List every line in the material that contains the string "jacket".
========================
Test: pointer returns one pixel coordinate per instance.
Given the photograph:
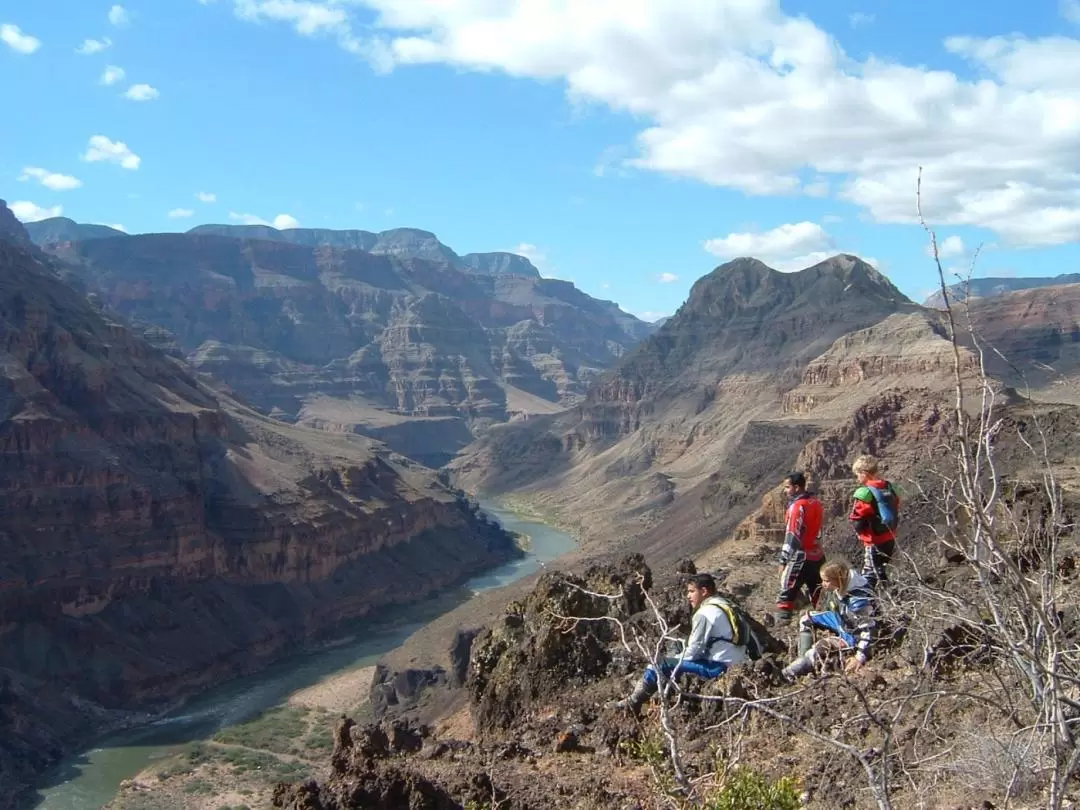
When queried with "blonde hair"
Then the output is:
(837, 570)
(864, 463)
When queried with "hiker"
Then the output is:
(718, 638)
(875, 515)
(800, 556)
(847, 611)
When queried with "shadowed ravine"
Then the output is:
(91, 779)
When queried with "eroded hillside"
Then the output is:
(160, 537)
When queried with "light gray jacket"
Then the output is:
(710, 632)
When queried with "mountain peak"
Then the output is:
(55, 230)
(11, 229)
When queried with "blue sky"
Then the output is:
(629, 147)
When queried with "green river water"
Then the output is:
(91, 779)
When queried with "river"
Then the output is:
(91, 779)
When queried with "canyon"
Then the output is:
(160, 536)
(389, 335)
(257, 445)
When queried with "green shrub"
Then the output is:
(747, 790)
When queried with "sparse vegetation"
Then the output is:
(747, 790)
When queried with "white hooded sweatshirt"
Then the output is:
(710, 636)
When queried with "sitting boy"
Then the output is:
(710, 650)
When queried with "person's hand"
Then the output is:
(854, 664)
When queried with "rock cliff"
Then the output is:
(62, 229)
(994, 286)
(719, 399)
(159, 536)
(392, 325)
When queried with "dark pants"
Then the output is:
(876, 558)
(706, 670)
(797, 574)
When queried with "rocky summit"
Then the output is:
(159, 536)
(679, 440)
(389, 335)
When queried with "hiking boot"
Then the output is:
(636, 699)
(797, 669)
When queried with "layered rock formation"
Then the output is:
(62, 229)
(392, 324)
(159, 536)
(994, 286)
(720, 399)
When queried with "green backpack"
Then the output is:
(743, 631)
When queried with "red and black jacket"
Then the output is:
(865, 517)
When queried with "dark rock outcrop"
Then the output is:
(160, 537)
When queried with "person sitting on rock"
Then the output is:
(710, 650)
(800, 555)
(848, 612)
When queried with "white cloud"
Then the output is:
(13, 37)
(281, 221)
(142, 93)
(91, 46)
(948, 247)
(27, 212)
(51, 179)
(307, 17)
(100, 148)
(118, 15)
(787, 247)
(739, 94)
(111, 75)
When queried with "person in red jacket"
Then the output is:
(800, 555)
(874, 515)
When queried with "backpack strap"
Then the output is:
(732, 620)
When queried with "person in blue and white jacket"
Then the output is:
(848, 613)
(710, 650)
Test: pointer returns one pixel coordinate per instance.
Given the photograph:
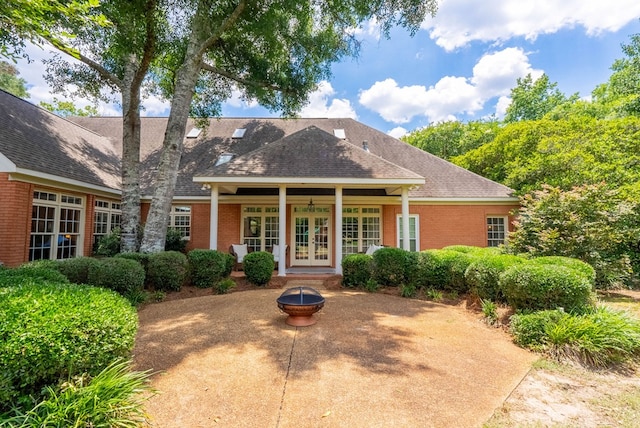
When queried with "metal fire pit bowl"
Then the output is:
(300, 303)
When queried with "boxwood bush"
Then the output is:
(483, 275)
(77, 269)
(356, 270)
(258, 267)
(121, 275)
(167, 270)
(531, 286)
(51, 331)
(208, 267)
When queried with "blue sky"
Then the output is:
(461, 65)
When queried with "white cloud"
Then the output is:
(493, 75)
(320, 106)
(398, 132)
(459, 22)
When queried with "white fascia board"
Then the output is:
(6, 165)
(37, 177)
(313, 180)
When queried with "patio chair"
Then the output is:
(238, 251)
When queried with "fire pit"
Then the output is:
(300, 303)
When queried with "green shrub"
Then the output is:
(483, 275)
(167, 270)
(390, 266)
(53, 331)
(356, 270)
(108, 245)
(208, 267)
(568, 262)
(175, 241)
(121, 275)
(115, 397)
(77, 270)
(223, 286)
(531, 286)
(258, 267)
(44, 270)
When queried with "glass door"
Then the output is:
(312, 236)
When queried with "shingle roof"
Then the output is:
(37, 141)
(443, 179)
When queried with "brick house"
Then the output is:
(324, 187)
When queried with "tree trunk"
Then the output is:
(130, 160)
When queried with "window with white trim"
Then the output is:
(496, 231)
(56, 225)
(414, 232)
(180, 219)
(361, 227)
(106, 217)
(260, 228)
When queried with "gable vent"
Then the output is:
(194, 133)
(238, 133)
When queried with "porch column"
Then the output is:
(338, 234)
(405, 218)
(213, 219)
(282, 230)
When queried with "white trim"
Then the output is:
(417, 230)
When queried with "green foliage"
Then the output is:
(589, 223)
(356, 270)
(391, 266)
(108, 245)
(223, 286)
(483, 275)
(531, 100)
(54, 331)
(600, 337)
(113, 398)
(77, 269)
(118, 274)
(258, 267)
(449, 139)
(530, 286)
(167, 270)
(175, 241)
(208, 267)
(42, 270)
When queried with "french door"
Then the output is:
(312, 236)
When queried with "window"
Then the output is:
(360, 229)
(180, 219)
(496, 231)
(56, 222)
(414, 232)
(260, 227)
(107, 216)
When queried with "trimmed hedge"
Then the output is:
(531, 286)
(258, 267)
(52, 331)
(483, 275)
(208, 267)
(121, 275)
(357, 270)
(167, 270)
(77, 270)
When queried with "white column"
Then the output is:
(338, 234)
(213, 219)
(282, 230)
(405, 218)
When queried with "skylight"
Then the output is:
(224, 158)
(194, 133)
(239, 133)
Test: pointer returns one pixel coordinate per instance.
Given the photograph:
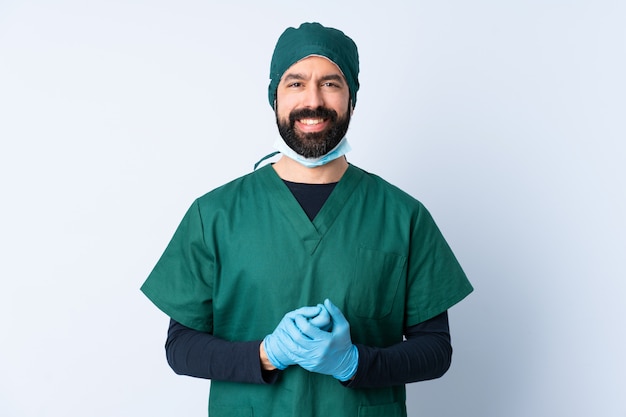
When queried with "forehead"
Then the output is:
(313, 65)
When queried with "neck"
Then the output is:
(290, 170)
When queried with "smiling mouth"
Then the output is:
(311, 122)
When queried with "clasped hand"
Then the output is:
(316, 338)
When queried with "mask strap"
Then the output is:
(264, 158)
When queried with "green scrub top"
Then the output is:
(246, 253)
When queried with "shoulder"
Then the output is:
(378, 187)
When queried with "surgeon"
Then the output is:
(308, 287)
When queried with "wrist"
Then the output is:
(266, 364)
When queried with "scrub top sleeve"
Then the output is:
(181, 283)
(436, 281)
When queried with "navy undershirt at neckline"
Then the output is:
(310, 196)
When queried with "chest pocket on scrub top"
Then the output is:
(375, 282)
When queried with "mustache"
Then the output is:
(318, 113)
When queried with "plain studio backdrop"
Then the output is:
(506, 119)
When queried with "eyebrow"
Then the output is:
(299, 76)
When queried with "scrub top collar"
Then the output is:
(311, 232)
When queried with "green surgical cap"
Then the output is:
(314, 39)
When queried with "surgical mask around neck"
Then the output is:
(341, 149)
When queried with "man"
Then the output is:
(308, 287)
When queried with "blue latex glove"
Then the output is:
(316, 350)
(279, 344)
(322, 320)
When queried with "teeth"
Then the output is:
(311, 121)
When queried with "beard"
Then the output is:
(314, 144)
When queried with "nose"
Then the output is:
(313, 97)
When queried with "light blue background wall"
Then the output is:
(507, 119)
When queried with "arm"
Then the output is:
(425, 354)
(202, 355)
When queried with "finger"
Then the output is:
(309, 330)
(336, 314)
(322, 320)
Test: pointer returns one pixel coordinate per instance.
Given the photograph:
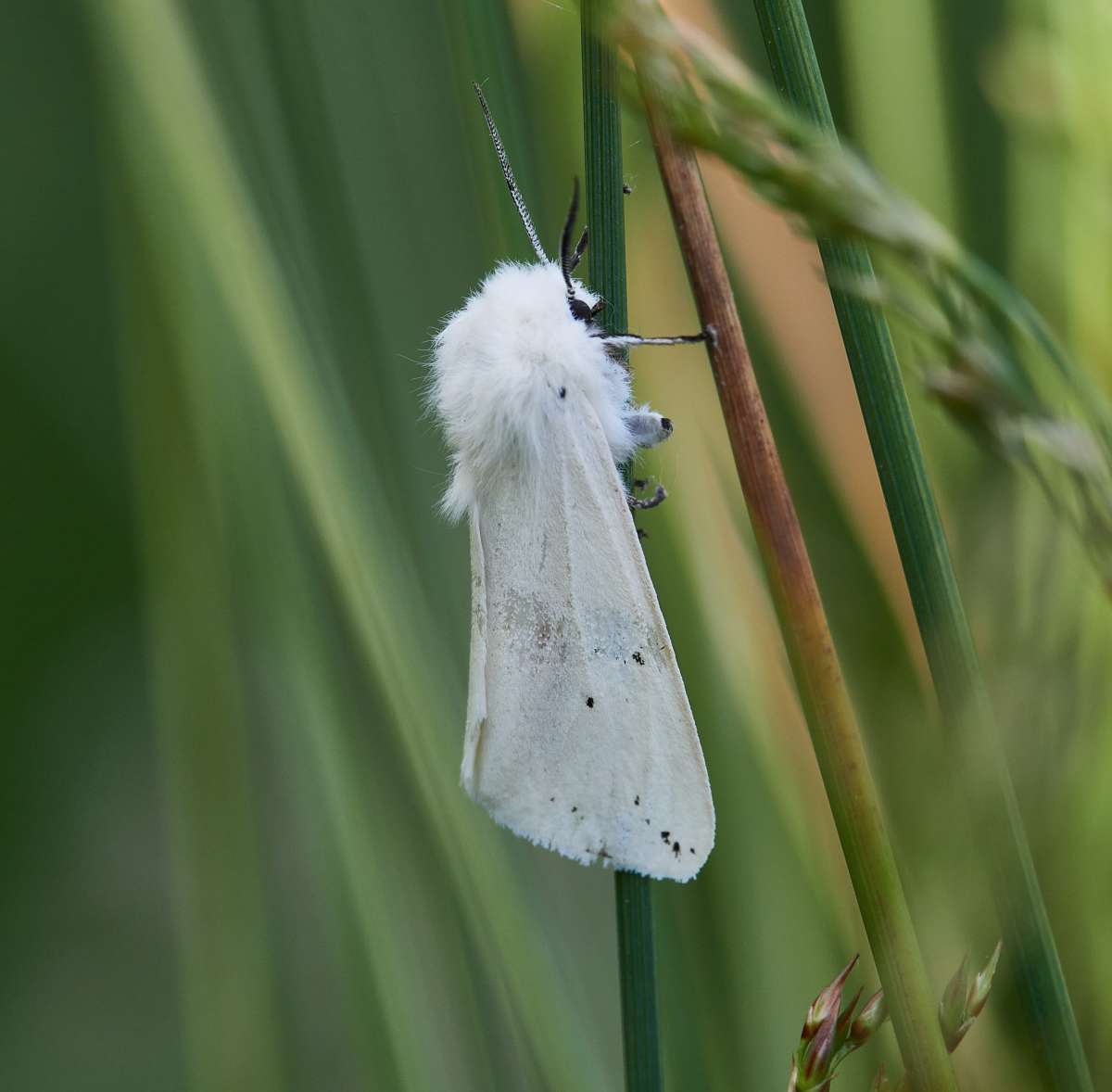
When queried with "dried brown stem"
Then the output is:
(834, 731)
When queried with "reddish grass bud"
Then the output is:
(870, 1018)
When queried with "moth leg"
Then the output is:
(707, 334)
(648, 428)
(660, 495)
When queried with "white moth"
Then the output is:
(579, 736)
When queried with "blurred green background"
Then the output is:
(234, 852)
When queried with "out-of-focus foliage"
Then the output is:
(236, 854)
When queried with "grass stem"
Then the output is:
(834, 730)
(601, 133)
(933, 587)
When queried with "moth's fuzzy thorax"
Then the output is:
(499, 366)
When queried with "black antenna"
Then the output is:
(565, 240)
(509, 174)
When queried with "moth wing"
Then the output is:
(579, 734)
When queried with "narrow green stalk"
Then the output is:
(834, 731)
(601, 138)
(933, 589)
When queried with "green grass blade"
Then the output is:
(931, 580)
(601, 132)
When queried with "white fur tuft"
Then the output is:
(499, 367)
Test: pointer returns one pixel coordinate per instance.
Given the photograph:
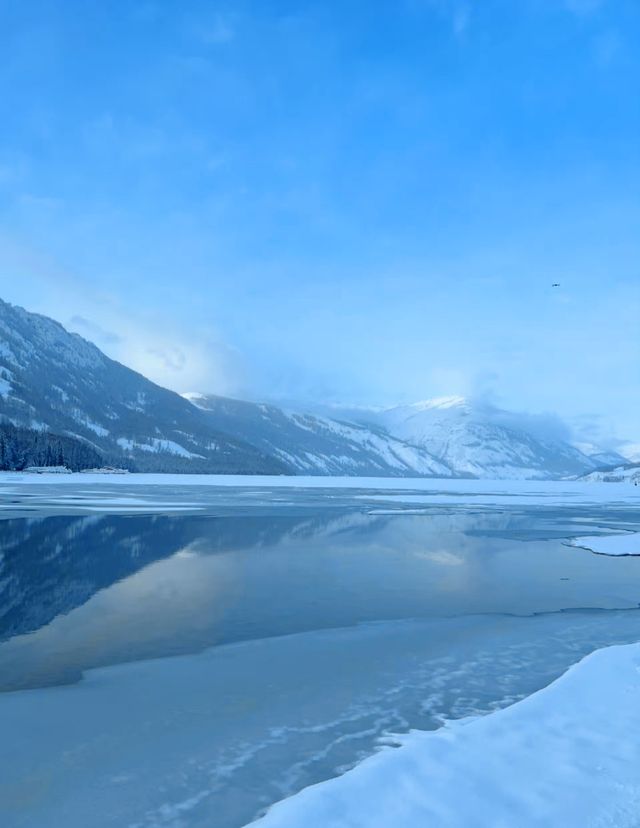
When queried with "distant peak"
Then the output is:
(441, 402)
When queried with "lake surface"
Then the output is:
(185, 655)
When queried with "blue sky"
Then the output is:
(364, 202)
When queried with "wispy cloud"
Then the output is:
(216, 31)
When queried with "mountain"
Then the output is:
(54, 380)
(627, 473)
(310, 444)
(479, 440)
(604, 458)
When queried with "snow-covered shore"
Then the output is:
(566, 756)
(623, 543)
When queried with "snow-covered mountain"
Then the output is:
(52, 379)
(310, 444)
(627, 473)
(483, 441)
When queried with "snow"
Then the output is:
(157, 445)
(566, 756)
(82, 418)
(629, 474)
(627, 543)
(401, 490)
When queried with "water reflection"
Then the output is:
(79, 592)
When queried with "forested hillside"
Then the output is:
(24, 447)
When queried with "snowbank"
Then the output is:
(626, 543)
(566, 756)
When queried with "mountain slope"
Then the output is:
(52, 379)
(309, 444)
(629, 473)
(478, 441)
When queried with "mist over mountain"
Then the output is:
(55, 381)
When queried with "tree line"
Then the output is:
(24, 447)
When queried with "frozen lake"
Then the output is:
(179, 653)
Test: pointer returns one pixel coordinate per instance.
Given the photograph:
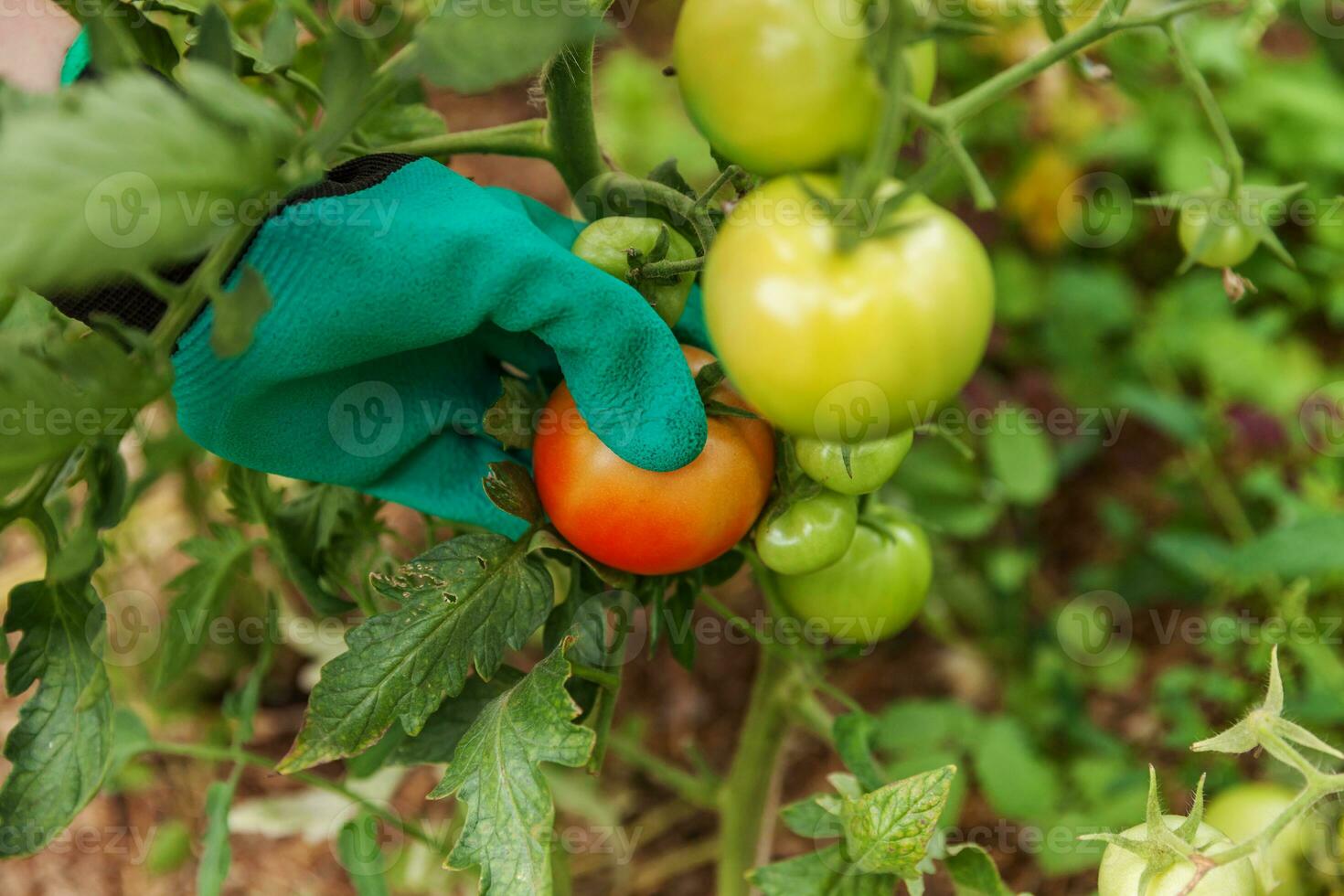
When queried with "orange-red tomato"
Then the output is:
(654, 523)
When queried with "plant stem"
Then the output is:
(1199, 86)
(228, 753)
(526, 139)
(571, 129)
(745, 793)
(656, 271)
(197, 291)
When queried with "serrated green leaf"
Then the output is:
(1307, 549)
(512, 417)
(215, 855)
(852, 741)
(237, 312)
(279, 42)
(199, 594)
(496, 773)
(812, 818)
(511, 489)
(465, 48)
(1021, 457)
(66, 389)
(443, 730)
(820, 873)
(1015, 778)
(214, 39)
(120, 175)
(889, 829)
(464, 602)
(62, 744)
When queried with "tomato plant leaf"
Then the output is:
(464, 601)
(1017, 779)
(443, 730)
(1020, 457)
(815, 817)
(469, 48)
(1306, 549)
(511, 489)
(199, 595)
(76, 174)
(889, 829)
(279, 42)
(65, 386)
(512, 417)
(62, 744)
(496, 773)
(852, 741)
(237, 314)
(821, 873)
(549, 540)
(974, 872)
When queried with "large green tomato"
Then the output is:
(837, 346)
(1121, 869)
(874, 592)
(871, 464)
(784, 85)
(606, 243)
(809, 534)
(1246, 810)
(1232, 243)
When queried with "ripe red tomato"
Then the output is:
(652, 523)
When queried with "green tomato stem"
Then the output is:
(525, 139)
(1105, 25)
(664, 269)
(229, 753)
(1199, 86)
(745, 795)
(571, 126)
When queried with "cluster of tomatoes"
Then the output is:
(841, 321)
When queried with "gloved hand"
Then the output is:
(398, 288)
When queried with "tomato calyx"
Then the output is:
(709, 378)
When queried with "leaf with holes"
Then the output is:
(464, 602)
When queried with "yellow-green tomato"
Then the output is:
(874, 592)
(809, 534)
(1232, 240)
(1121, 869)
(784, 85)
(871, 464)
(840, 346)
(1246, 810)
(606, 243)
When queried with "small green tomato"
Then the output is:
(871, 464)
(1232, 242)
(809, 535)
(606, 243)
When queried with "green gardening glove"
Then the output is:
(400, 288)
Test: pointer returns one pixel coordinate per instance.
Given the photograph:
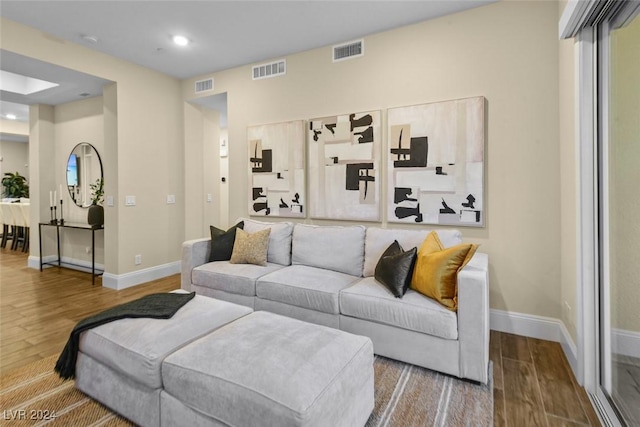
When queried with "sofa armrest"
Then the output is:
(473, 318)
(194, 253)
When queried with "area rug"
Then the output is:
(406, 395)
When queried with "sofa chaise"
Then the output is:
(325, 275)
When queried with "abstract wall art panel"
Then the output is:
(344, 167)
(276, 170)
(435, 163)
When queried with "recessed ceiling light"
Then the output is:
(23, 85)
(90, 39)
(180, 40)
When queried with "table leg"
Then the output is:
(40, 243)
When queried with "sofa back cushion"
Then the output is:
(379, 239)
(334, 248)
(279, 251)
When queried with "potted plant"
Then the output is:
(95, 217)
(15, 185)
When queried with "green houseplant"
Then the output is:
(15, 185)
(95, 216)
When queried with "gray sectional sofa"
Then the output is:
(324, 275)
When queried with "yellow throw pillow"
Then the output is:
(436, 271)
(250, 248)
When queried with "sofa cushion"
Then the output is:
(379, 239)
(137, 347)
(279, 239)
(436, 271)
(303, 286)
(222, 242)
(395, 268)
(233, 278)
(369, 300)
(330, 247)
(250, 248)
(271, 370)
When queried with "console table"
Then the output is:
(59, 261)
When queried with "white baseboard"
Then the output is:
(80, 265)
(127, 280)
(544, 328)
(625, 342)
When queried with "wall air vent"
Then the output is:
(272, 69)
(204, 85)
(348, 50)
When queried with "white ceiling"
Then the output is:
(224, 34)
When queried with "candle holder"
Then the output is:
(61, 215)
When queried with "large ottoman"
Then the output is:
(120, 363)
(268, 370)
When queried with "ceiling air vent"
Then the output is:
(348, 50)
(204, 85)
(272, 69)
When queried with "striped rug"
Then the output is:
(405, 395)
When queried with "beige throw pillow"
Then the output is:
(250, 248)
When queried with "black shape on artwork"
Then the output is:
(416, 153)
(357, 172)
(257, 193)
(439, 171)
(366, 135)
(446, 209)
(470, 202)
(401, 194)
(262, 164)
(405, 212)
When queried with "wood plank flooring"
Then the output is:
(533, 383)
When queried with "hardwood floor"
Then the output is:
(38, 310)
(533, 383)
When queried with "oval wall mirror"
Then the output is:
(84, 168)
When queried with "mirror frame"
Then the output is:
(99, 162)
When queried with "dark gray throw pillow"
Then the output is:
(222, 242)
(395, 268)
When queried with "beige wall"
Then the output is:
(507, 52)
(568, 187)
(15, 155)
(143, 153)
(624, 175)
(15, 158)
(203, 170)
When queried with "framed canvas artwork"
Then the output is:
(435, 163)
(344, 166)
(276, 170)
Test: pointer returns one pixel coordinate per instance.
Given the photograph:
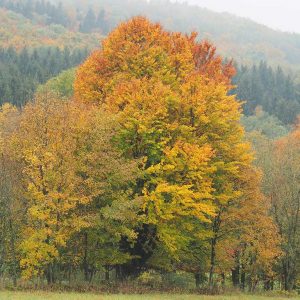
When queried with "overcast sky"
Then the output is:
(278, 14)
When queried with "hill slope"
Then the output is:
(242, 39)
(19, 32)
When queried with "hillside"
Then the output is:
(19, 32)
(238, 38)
========================
- **Result of this exercise**:
When queried with "light gray jacket"
When queried with "red and black jacket"
When queried with "person in red jacket"
When queried with "person in blue and white jacket"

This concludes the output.